* [Set problem]: Begin at the line that contains "If you could place a marker on the baby" and continue through the last line. Reproduce those lines, swapping "marker" for "pin" and leaving everything else unchanged.

Object point labels

┄┄┄┄┄┄┄┄┄┄┄┄┄┄┄┄┄┄┄┄

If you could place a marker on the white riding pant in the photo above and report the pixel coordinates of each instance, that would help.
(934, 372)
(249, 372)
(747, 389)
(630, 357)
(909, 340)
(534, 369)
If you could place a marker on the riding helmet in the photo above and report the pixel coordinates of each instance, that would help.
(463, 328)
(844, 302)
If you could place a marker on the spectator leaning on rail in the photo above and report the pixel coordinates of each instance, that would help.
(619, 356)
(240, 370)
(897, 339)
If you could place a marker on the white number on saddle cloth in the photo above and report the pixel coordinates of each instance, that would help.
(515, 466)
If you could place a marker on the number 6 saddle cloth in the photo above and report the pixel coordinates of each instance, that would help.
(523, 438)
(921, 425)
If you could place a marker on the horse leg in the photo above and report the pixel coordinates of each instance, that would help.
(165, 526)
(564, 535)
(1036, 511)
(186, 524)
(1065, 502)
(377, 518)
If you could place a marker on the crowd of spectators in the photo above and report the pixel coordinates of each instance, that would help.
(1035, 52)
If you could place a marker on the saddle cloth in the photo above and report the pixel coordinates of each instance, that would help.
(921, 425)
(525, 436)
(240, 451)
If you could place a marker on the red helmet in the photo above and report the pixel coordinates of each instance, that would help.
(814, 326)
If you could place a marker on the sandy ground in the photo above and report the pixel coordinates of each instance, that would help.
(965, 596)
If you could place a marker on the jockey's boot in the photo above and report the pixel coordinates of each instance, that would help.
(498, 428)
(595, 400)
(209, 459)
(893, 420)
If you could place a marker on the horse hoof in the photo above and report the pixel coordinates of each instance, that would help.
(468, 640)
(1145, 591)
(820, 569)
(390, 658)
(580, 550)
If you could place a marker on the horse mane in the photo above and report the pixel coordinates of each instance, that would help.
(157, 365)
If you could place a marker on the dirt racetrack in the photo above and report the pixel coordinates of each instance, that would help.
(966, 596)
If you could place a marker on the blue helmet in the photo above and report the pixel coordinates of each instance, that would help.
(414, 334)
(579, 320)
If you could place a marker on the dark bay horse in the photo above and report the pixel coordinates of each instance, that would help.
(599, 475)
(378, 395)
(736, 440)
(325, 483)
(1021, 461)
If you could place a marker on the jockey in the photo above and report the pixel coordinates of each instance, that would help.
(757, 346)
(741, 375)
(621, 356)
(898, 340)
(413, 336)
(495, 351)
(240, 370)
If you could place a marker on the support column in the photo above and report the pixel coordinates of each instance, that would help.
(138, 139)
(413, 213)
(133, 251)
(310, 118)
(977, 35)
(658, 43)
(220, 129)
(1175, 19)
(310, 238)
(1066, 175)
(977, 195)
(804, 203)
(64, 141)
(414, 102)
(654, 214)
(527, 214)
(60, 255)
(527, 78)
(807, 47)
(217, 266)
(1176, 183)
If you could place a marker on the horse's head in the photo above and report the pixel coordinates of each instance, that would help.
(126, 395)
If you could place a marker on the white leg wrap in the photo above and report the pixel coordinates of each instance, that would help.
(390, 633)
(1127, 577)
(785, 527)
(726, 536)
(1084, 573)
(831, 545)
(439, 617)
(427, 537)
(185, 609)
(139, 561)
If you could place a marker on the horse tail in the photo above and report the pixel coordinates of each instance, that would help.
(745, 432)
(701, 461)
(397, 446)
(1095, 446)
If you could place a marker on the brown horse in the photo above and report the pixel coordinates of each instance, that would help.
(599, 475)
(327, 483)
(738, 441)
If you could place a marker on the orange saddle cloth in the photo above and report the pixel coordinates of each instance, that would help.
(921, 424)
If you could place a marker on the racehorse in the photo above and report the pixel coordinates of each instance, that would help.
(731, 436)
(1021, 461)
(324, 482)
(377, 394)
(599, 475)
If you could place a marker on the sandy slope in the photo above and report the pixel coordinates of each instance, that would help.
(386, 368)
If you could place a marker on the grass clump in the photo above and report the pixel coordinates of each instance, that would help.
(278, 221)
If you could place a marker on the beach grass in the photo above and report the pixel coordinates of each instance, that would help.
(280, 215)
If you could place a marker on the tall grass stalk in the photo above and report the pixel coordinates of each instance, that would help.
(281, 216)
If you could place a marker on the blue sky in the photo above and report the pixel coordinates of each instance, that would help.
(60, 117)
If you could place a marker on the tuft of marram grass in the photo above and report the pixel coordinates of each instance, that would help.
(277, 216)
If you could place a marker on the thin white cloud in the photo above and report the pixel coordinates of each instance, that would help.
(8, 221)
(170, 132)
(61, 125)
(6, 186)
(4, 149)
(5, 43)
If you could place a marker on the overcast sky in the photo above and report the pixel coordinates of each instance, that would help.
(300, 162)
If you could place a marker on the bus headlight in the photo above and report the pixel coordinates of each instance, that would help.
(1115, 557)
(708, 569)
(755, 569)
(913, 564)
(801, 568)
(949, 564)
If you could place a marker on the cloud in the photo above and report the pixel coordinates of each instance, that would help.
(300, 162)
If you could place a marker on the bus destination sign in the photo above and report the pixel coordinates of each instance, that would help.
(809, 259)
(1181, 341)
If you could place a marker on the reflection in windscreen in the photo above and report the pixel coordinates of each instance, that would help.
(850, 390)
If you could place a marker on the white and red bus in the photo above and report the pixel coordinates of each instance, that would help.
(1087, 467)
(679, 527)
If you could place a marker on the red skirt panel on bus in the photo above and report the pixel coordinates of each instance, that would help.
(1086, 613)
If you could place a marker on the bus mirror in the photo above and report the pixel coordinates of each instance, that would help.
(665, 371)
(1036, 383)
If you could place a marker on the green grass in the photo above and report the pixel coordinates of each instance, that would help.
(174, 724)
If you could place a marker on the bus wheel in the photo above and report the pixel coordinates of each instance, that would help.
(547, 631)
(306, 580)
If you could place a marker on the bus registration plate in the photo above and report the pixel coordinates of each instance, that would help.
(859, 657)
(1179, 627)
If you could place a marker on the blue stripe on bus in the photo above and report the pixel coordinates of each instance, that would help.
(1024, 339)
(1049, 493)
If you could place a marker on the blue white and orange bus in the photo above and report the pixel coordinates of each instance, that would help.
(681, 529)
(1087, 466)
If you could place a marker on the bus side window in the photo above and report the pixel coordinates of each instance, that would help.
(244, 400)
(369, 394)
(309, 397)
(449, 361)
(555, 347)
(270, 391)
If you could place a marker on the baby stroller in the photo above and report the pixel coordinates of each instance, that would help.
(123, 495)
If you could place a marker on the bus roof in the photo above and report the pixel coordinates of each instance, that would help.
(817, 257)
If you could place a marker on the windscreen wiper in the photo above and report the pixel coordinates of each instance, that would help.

┄┄┄┄┄┄┄┄┄┄┄┄┄┄┄┄┄┄┄┄

* [Output of the exercise]:
If you could place a pin on the baby stroller in the photo above and report the pixel coordinates of each instance, that would help.
(123, 495)
If you could place a pin on the bus roof in the photo above and report the pixel coordinates of each instance, that would help.
(817, 257)
If you could place a pin on the windscreen wiper in the photo above and report the pixel coordinates of each instance, that would help.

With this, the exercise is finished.